[Start Passage to read]

[Vision2020] State Budget Deficits

Joe Campbell philosopher.joe at gmail.com
Tue Jan 4 14:17:30 PST 2011


I don't see how honestly, real life, responsibility, foresight,
sacrifice, and stewardship support a plan where you cut spending and
not increase taxes, given the mess we're in. Nor do I understand how
these values support the Republican notion of starting a war and
refusing to pay for it. That seems to go against some of the values
noted. I think the "values" your plan supports are greed, selfishness,
and blaming the other guy for our problems.

And there is nothing funny about the fact that I don't have a plan.
I'm not an economist! Nor did I start a post on this topic. You are
and you did. I'm just a critic. But I'll tell you that I know enough
about the economy to say that we're not going to get out of this mess
unless we raise some taxes to do it. No one wants to hear that message
but sometimes the truth hurts.

[End Passage to read]
[Start Information given]

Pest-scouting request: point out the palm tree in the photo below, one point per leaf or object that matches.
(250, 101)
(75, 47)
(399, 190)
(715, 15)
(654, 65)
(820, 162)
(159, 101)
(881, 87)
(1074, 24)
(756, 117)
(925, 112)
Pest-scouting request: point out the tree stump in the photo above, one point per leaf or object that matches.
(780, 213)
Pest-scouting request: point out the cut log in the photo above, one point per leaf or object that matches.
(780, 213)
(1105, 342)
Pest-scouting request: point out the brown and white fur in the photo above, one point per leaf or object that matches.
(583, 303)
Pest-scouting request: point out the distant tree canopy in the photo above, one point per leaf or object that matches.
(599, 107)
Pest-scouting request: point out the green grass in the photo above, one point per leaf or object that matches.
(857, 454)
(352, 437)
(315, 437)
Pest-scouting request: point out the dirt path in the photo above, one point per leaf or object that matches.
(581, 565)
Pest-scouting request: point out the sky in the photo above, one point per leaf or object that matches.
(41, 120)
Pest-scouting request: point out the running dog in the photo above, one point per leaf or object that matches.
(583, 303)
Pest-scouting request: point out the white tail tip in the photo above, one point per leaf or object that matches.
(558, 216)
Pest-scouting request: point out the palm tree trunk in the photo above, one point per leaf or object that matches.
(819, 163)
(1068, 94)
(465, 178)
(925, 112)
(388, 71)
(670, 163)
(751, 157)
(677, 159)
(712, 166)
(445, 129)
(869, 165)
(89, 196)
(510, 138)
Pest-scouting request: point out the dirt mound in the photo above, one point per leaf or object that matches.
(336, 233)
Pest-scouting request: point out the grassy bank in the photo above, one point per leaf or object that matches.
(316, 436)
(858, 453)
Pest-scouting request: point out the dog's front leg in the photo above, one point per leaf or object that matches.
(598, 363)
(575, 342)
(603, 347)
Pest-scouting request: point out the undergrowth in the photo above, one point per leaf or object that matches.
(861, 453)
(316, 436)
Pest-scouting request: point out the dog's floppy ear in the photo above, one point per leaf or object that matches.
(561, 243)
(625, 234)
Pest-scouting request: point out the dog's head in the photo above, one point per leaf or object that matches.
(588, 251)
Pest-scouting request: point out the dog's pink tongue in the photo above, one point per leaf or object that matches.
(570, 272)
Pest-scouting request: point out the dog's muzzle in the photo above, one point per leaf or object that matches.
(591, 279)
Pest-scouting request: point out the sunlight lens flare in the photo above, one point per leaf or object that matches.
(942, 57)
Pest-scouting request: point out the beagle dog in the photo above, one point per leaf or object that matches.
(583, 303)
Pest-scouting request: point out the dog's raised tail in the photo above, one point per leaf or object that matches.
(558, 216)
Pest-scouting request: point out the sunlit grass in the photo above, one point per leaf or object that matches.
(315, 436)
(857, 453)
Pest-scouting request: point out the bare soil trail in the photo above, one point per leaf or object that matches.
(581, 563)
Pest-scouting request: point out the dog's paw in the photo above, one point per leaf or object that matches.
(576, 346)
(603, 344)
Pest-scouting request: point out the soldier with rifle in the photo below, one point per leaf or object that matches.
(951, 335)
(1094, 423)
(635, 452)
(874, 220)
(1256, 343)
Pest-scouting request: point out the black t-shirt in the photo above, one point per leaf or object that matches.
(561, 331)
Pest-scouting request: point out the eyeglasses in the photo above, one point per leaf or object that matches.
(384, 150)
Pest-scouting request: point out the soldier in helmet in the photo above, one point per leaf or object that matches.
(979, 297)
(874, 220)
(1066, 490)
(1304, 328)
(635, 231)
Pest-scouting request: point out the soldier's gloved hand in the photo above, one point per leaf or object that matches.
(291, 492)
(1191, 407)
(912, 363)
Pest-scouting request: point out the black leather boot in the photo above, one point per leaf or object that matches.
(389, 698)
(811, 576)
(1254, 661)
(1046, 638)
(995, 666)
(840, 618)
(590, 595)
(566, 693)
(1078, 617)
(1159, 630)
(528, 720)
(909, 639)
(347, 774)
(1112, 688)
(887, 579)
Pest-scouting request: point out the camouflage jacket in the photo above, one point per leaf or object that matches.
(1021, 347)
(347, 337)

[End Information given]

** Given request **
Transcribe the post on state budget deficits from "Joe Campbell philosopher.joe" up to and including "for our problems.".

** Solution **
Joe Campbell philosopher.joe at gmail.com
Tue Jan 4 14:17:30 PST 2011


I don't see how honestly, real life, responsibility, foresight,
sacrifice, and stewardship support a plan where you cut spending and
not increase taxes, given the mess we're in. Nor do I understand how
these values support the Republican notion of starting a war and
refusing to pay for it. That seems to go against some of the values
noted. I think the "values" your plan supports are greed, selfishness,
and blaming the other guy for our problems.